Selected passage
======

The stupidity of forcing the obese to go to the gym.

James Bond
4 min readApr 17, 2019


I take issue with the comment that the morbidly obese should be told to eat less and exercise more.

I am the only medical doctor qualified fitness professional in the north of England and I specialise in the obese so I speak with some authority as to why this proposal has been brought in. That’s not to say I necessarily agree with it. However I have to bring the plight of these people to the public’s attention.

Imagine you have two 20kg suitcases at the airport. You can get help or use a trolley. Imagine they weighed 100kg (each): there was nobody to help and there were no trollies. Imagine walking with them. You’d stop frequently to get a rest. Now can you see why its so hard for them to exercise more and eat less?

The obese live with that. That’s why so many are housebound. They are society’s forgotten prisoners. You would take a 30 feet walk for granted 30 feet can literally kill them partly because the incredible weight the lower limbs carry compounded by excess fat pressing on the lungs putting more strain on the breathing muscles.

Gyms can be very dangerous for these people.

Many obese people legitimately have a blue disabled parking badge. I have worked at several gyms with inadequate disabled parking. Some of these gyms are not within walking distance of public transport.

Many gyms have turnstile access and some can’t accommodate the obese!

Some of these people are far too afraid to go to a fitness class. I have lost count of the number of times I have had to exclude able bodied people from my classes for making fun of the obese who make an effort in one of my fitness classes.

======

Data section
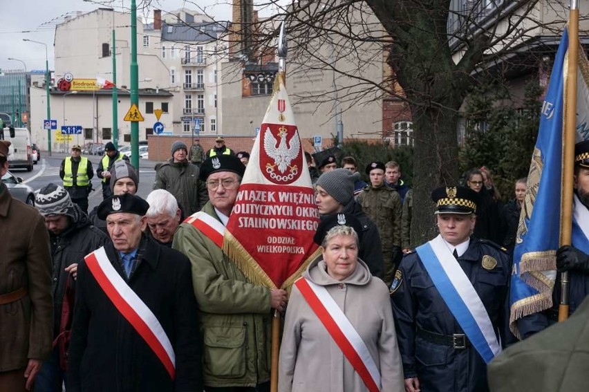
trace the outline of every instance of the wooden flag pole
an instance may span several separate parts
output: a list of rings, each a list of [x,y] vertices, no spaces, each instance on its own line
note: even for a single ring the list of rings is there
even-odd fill
[[[286,35],[284,33],[284,21],[280,25],[278,35],[278,73],[286,86]],[[278,392],[278,355],[280,351],[280,312],[274,310],[272,319],[272,357],[270,368],[270,392]]]
[[[561,202],[560,245],[570,245],[572,230],[572,188],[574,170],[574,136],[577,131],[577,73],[579,59],[579,5],[571,0],[568,21],[568,64],[566,74],[566,106],[563,140],[563,187]],[[568,319],[568,272],[561,272],[559,321]]]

======

Work to be completed
Retype everything from "The obese live" down to "accommodate the obese!" in the article above on obesity and gyms, without changing any word or punctuation mark.

Answer to the problem
The obese live with that. That’s why so many are housebound. They are society’s forgotten prisoners. You would take a 30 feet walk for granted 30 feet can literally kill them partly because the incredible weight the lower limbs carry compounded by excess fat pressing on the lungs putting more strain on the breathing muscles.

Gyms can be very dangerous for these people.

Many obese people legitimately have a blue disabled parking badge. I have worked at several gyms with inadequate disabled parking. Some of these gyms are not within walking distance of public transport.

Many gyms have turnstile access and some can’t accommodate the obese!